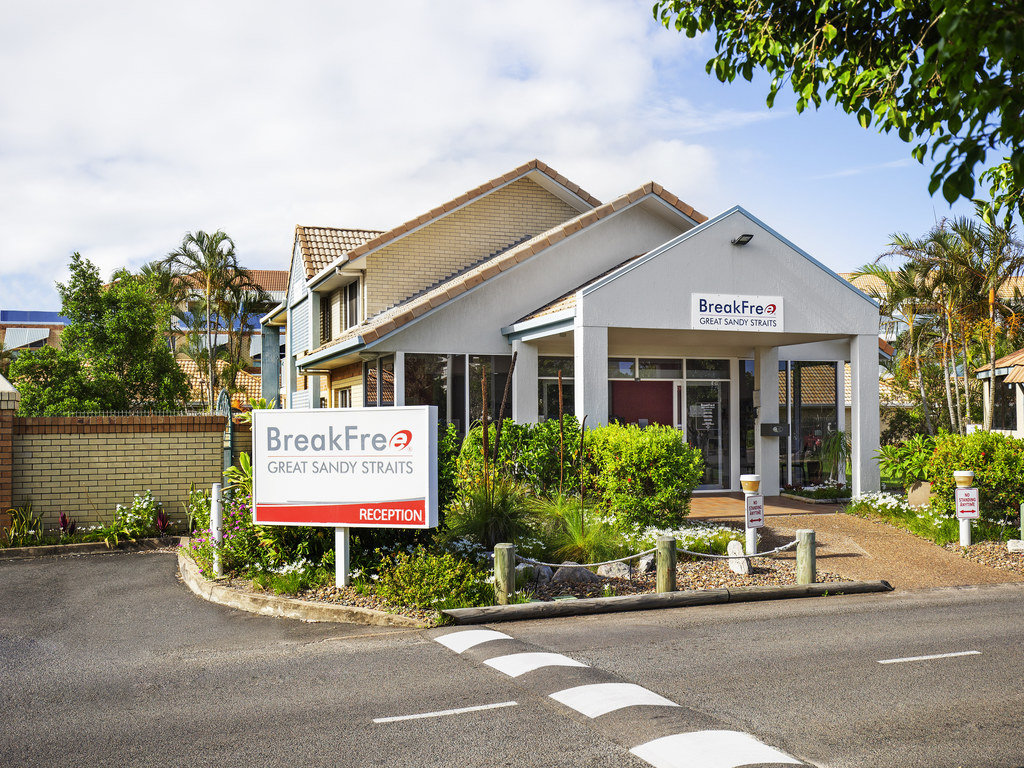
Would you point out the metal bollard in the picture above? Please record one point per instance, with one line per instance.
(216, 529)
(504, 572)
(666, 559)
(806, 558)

^^^^

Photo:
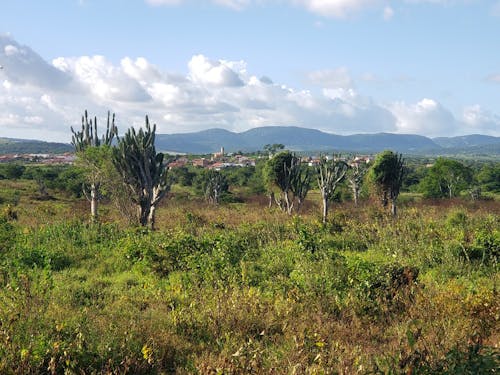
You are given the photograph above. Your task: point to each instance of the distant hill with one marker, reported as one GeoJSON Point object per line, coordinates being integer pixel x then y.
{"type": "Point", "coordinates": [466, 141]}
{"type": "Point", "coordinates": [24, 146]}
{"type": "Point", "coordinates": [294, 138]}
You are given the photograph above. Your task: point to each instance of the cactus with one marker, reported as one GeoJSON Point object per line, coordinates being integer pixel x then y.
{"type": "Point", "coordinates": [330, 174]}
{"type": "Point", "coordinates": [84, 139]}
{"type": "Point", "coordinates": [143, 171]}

^^^^

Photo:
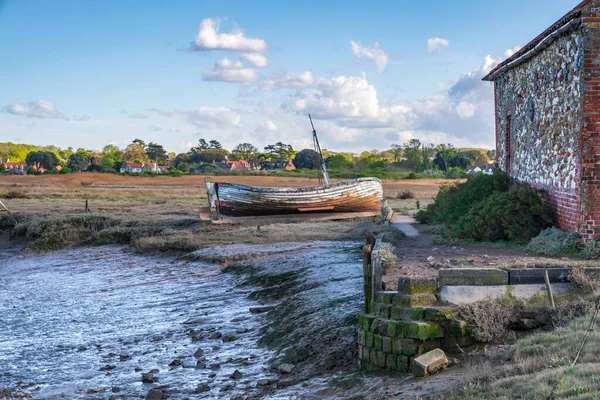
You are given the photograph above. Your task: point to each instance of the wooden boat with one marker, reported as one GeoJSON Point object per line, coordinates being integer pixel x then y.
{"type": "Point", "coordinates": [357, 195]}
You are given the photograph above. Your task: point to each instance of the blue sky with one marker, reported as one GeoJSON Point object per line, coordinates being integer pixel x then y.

^^^^

▸ EXERCISE
How many lines of the records above contain the string "then"? Case counts, and reply with the number only.

▸ SOLUTION
4